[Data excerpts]
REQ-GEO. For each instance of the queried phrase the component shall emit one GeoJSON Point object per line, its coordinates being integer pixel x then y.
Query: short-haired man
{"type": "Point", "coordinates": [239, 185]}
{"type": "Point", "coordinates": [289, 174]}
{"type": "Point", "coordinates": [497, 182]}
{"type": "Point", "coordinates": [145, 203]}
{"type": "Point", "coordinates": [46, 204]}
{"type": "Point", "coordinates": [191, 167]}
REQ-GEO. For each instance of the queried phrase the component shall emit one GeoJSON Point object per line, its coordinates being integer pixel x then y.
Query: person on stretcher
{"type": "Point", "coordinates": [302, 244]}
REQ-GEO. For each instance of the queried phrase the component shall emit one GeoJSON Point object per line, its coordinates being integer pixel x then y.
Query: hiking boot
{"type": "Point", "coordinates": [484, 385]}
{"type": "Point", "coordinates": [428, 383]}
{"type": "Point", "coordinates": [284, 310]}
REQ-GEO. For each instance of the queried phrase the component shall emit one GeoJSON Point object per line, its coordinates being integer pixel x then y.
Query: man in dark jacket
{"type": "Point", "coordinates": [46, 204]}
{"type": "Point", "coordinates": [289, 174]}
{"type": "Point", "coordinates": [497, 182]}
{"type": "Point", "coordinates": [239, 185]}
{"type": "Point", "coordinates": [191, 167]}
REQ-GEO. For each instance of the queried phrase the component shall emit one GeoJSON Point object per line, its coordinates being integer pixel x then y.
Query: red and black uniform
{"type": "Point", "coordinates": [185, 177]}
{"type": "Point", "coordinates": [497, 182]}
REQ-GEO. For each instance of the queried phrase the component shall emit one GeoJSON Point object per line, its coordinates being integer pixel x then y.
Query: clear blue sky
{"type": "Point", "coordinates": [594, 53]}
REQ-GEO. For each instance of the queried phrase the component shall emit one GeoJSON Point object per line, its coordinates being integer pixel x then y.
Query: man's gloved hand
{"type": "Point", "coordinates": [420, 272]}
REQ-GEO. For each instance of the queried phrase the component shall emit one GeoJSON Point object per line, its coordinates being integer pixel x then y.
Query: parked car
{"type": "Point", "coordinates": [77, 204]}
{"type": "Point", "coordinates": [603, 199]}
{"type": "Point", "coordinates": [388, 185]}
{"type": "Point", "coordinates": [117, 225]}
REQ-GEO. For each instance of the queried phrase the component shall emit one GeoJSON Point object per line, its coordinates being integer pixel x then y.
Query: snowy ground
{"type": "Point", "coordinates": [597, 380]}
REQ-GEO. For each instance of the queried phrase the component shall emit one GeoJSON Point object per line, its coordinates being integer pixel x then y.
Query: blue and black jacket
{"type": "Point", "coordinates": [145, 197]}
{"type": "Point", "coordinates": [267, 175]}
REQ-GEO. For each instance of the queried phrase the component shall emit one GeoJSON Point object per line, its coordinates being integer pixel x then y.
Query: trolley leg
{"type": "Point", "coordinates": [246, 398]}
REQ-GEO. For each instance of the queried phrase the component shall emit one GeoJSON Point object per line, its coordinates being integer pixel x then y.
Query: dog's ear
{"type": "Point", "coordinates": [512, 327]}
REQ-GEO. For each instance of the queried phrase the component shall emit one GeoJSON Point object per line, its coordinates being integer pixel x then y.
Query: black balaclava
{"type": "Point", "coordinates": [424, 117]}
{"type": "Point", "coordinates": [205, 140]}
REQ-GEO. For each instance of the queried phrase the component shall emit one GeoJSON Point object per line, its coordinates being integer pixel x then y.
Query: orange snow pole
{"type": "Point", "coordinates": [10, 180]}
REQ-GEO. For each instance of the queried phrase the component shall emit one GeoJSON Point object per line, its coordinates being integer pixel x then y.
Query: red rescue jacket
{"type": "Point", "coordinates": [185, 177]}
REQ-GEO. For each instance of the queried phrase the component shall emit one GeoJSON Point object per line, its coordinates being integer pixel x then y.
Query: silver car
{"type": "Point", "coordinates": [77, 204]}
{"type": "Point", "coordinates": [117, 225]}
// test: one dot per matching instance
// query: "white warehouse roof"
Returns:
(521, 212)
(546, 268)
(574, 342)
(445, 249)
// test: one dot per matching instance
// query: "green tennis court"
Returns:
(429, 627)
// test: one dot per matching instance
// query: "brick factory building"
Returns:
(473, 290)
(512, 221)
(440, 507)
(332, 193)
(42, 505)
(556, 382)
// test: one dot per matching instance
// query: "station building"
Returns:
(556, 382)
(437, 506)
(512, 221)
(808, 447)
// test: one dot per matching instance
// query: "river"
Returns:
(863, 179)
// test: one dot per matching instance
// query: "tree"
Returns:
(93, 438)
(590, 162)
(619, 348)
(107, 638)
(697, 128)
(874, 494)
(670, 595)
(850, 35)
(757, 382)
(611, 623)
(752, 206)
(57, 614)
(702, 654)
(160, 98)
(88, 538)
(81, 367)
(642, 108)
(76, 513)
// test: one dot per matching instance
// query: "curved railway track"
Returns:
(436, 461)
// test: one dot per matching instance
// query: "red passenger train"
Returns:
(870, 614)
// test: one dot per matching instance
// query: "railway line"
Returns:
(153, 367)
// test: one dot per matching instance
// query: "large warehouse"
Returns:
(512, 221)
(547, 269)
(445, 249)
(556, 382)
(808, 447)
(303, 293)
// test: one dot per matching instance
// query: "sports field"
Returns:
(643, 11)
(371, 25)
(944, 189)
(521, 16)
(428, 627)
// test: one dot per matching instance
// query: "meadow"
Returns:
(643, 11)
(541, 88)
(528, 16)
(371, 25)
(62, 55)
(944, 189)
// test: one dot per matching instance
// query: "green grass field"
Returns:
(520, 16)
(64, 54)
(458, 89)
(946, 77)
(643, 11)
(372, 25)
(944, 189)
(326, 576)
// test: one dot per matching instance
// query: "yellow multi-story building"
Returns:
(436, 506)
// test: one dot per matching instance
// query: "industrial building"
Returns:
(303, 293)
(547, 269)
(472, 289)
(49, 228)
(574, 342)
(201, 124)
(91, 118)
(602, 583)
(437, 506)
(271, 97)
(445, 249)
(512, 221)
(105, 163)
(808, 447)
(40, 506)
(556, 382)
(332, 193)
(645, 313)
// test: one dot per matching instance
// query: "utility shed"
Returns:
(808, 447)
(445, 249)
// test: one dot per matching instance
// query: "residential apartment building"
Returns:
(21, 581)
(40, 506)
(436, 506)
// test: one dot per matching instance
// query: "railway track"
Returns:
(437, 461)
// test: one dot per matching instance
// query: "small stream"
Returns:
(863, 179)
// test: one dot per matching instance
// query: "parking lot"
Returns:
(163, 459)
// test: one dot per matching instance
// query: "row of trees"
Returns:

### [TASK ITEM]
Each line of the data is to be transcribed exactly.

### [RESPONSE TO THE TASK]
REQ-GEO. For each instance of the queried phrase the component shall emit one GeoJSON Point object per line, its coordinates being integer pixel x then y.
Query: short-haired man
{"type": "Point", "coordinates": [239, 185]}
{"type": "Point", "coordinates": [289, 174]}
{"type": "Point", "coordinates": [497, 182]}
{"type": "Point", "coordinates": [145, 203]}
{"type": "Point", "coordinates": [46, 204]}
{"type": "Point", "coordinates": [191, 167]}
REQ-GEO. For each instance of the queried phrase the component shall emit one GeoJSON Point object per line, its coordinates being integer pixel x then y.
Query: person on stretcher
{"type": "Point", "coordinates": [302, 244]}
REQ-GEO. For each instance of the queried phrase the component shall emit one GeoJSON Point object per line, its coordinates being integer pixel x then y.
Query: hiking boot
{"type": "Point", "coordinates": [484, 385]}
{"type": "Point", "coordinates": [428, 383]}
{"type": "Point", "coordinates": [284, 310]}
REQ-GEO. For each instance of the queried phrase the component shall emit one GeoJSON Point object per line, its coordinates being integer pixel x then y.
Query: man in dark jacket
{"type": "Point", "coordinates": [46, 204]}
{"type": "Point", "coordinates": [289, 174]}
{"type": "Point", "coordinates": [497, 182]}
{"type": "Point", "coordinates": [239, 185]}
{"type": "Point", "coordinates": [191, 167]}
REQ-GEO. For each instance of the queried phrase the component shall emit one GeoJSON Point object per line, its coordinates being integer pixel x then y.
Query: red and black uniform
{"type": "Point", "coordinates": [185, 177]}
{"type": "Point", "coordinates": [497, 182]}
REQ-GEO. For each instance of the queried phrase the component shall emit one GeoJSON Point object per line, its coordinates being integer pixel x then y.
Query: clear blue sky
{"type": "Point", "coordinates": [594, 53]}
REQ-GEO. For each instance of the queried phrase the component shall emit one GeoJSON Point object per line, its coordinates being integer pixel x then y.
Query: man's gloved hand
{"type": "Point", "coordinates": [420, 272]}
REQ-GEO. For each instance of the queried phrase the component shall emit one GeoJSON Point object per line, its coordinates being integer pixel x then y.
Query: parked car
{"type": "Point", "coordinates": [77, 204]}
{"type": "Point", "coordinates": [603, 199]}
{"type": "Point", "coordinates": [388, 185]}
{"type": "Point", "coordinates": [117, 225]}
REQ-GEO. For each instance of the queried phrase the component shall emit one GeoJSON Point object per line, its coordinates being integer pixel x then y.
Query: snowy ground
{"type": "Point", "coordinates": [597, 380]}
REQ-GEO. For each instance of the queried phrase the component shall emit one GeoJSON Point object per line, its coordinates being integer pixel x then y.
Query: blue and black jacket
{"type": "Point", "coordinates": [145, 197]}
{"type": "Point", "coordinates": [267, 175]}
REQ-GEO. For each instance of the queried phrase the component shall emit one GeoJSON Point object per line, its coordinates being integer pixel x then y.
Query: trolley leg
{"type": "Point", "coordinates": [246, 398]}
REQ-GEO. For each instance of the queried phrase the component shall emit one GeoJSON Point object per line, its coordinates being integer pixel x then y.
Query: dog's ear
{"type": "Point", "coordinates": [512, 327]}
REQ-GEO. For each instance of the queried phrase the component shall emit one GeoJSON Point object per line, its coordinates being integer pixel x then y.
Query: black balaclava
{"type": "Point", "coordinates": [424, 117]}
{"type": "Point", "coordinates": [205, 140]}
REQ-GEO. For each instance of the queried phrase the component shall emit one GeoJSON Point object per line, its coordinates being integer pixel x then y.
Query: orange snow pole
{"type": "Point", "coordinates": [10, 180]}
REQ-GEO. For each instance of the queried phrase the component shall emit one GeoJSON Point object per line, its coordinates being integer pixel x then y.
Query: red rescue jacket
{"type": "Point", "coordinates": [185, 177]}
REQ-GEO. For each instance of the queried phrase the component shall emit one GeoJSON Point object per line, its coordinates being integer pixel x then y.
Query: silver car
{"type": "Point", "coordinates": [77, 204]}
{"type": "Point", "coordinates": [117, 225]}
// test: one dot per matching instance
// query: "white warehouse roof"
Returns:
(521, 212)
(546, 268)
(574, 342)
(445, 249)
// test: one dot per matching instance
// query: "green tennis court"
Returns:
(429, 627)
// test: one dot per matching instance
// query: "brick factory building"
Returns:
(473, 290)
(512, 221)
(440, 507)
(332, 193)
(42, 505)
(556, 382)
// test: one dot per matching instance
// query: "station building"
Returns:
(556, 382)
(437, 506)
(512, 221)
(808, 447)
// test: one dot per matching instance
// query: "river"
Returns:
(863, 179)
// test: one dot per matching instance
// query: "tree"
Returns:
(93, 438)
(590, 162)
(619, 348)
(107, 638)
(697, 128)
(874, 494)
(670, 595)
(850, 35)
(757, 382)
(611, 623)
(752, 206)
(57, 614)
(702, 654)
(160, 98)
(88, 538)
(81, 367)
(642, 108)
(76, 513)
// test: one dot per matching instance
// query: "curved railway track"
Returns:
(436, 461)
// test: one dot per matching instance
// query: "red passenger train"
Returns:
(870, 614)
// test: one dot per matching instance
// query: "railway line"
Returns:
(153, 367)
// test: one dot per matching instance
// query: "large warehouse"
Returns:
(512, 221)
(547, 269)
(445, 249)
(556, 382)
(808, 447)
(303, 293)
// test: one dot per matching instance
// query: "sports field"
Returns:
(643, 11)
(371, 25)
(944, 189)
(521, 16)
(428, 627)
// test: one dot per matching instance
// query: "meadow"
Returns:
(643, 11)
(541, 88)
(528, 16)
(371, 25)
(62, 55)
(944, 189)
// test: one dot per matching instance
// query: "green grass field"
Returns:
(520, 16)
(64, 54)
(458, 89)
(946, 77)
(643, 11)
(372, 25)
(944, 189)
(326, 576)
// test: one dot per matching instance
// query: "yellow multi-story building"
Returns:
(436, 506)
// test: one dot per matching instance
// query: "industrial building"
Returns:
(303, 293)
(547, 269)
(472, 289)
(49, 228)
(574, 342)
(201, 124)
(91, 118)
(602, 583)
(437, 506)
(271, 97)
(445, 249)
(512, 221)
(105, 163)
(808, 447)
(40, 506)
(556, 382)
(332, 193)
(645, 313)
// test: one dot per matching instance
// query: "utility shed"
Returns:
(808, 447)
(445, 249)
// test: one dot per matching instance
// query: "residential apartment building"
Returns:
(21, 581)
(40, 506)
(436, 506)
// test: one dot per matching instance
// query: "railway track"
Returns:
(437, 461)
// test: one dot per matching instance
// query: "small stream"
Returns:
(863, 179)
// test: one dot per matching instance
// query: "parking lot"
Returns:
(163, 459)
// test: one dot per matching instance
// query: "row of trees"
Returns:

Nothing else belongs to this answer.